> _Task brief_:
Turn the lines of the data below, from the line containing "Can you find the upholstered" through the line containing "[133,233,268,246]", inclusive, into a numbered list, leaving out any blank lines.

> _Material shown_:
--- begin ---
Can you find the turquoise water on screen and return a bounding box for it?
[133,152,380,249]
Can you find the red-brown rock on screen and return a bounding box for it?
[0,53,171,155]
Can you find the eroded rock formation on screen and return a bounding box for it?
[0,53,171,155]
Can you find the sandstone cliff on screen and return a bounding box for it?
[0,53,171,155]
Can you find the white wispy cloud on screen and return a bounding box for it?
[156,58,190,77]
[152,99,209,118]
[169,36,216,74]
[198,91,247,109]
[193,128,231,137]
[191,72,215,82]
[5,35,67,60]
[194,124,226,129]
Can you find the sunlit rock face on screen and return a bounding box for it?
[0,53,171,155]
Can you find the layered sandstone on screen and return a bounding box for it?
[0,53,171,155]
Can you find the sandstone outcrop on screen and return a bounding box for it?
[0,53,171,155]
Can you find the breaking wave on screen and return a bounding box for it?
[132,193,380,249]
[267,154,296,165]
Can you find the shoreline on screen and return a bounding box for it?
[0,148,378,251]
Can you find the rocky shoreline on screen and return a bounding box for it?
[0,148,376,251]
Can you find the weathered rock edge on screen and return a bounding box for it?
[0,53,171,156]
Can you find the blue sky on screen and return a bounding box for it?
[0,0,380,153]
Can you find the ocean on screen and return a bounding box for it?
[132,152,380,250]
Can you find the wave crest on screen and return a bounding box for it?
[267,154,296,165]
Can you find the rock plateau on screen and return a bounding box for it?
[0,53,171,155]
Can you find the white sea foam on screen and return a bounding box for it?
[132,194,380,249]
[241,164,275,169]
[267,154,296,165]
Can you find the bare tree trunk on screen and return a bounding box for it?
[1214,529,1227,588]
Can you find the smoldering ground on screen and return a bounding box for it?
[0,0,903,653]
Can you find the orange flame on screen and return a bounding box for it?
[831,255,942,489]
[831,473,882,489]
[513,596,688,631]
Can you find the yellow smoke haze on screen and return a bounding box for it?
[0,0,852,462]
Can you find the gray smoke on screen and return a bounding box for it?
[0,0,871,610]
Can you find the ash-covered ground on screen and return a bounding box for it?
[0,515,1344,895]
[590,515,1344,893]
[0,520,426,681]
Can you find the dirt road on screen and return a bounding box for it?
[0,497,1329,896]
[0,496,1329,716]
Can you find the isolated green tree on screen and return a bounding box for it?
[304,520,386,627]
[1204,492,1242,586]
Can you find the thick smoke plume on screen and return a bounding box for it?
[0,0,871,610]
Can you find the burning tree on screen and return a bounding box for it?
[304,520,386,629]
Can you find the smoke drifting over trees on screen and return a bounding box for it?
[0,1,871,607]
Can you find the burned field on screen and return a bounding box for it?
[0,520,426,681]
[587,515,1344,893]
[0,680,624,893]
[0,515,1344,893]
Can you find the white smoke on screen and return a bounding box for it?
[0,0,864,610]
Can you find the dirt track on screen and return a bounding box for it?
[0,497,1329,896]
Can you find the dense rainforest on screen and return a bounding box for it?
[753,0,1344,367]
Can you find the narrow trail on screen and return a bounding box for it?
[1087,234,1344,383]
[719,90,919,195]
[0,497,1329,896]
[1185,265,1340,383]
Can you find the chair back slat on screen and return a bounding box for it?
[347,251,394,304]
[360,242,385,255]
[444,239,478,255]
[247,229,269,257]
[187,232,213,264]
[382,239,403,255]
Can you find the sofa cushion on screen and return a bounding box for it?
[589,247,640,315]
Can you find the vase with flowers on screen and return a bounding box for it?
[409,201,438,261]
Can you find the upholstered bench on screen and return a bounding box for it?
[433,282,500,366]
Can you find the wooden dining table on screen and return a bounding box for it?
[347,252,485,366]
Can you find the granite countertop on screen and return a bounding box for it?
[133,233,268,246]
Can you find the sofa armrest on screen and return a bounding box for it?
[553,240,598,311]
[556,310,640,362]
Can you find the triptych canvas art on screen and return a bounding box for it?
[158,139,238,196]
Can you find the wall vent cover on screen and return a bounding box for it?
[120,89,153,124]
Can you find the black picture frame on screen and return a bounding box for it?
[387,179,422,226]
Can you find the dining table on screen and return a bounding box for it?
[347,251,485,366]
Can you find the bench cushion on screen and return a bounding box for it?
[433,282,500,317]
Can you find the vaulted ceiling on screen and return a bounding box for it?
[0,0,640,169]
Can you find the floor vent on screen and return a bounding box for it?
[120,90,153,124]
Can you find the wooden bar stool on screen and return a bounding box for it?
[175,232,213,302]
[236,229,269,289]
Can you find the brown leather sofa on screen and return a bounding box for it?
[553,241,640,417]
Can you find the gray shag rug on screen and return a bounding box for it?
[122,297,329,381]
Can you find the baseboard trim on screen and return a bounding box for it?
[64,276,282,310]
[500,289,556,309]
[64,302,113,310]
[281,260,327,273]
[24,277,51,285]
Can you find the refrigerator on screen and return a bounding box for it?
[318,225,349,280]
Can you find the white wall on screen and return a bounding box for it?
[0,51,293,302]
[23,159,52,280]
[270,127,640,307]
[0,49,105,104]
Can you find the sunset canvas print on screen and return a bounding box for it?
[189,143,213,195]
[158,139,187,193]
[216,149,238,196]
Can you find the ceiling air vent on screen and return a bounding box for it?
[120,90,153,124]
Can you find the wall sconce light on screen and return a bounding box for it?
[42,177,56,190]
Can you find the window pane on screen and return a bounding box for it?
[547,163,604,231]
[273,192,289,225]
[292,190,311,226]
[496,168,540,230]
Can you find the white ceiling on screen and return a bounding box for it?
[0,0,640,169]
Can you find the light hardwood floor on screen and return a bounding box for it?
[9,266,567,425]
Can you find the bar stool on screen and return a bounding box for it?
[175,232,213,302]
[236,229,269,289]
--- end ---
> _Output of the task_:
1. Can you find the upholstered bench on screen and return a bounding box for it?
2. [433,282,500,366]
3. Can you find the wooden dining table on screen and return a bounding box for it?
4. [347,252,485,366]
5. Can you find the granite countertop on screen and return a bounding box for it?
6. [133,233,268,246]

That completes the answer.